Locate every line in the entries below that contains the string "instance", and copy each of those lines.

(DATA ROWS)
-- start --

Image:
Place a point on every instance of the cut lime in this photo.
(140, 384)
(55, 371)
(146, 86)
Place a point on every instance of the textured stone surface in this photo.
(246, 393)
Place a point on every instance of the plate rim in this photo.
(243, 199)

-- end --
-- start --

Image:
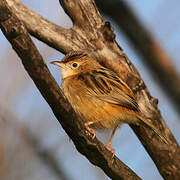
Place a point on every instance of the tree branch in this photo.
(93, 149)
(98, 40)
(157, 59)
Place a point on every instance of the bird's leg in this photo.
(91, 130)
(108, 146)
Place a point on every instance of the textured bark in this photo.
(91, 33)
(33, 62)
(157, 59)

-- end --
-- start --

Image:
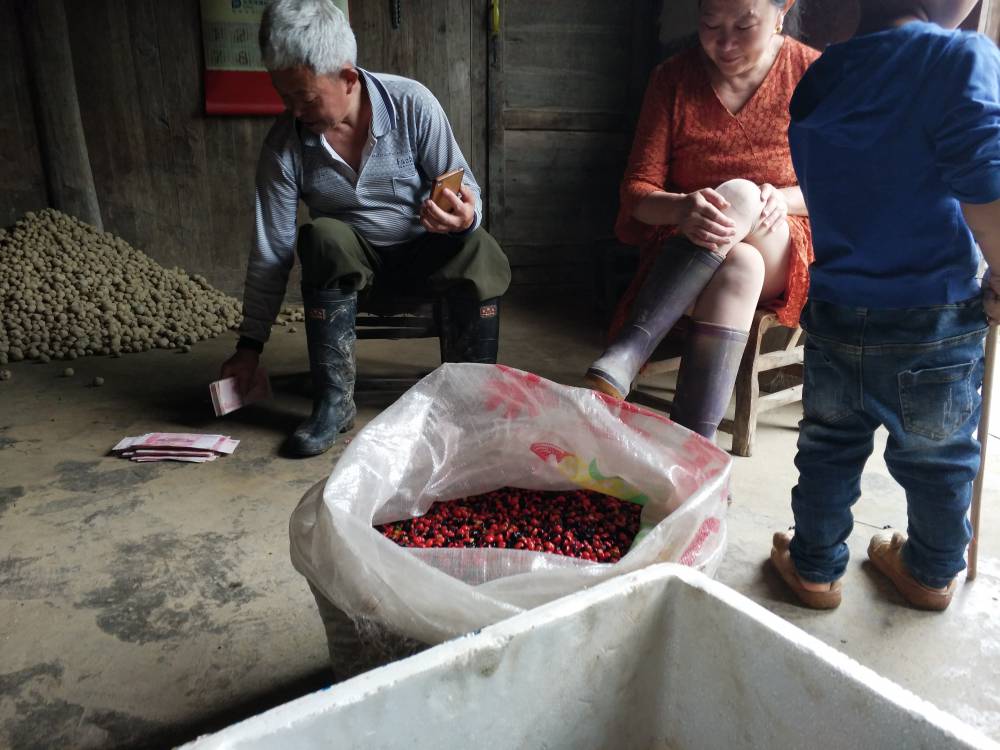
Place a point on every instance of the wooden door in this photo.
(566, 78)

-- end --

(TASK SOLUTION)
Place a point on every instance of the cut lime in this photo.
Place a point on every instance of the textured stone surface in this photo.
Place a point on every instance of the plate rim in this photo.
Place a point on every instance of the tree branch in this photo.
Place a point on every instance of the bird's leg in this photo.
Place a point on every instance of the textured bark in this photo.
Place a point on every instance of the wooden door in this photo.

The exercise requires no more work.